::: Data records

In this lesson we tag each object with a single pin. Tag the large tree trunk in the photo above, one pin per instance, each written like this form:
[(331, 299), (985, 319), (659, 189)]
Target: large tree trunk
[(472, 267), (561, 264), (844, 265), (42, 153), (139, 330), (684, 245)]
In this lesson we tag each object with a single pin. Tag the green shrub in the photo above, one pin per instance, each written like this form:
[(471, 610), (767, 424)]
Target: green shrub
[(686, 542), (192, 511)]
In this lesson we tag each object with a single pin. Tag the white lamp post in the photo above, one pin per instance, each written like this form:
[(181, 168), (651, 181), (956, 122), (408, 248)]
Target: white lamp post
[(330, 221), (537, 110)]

::::::

■ **Your goal**: Count up the lines in the records where the string "form" appears. Your reply is that number alone.

■ **Worked solution**: 3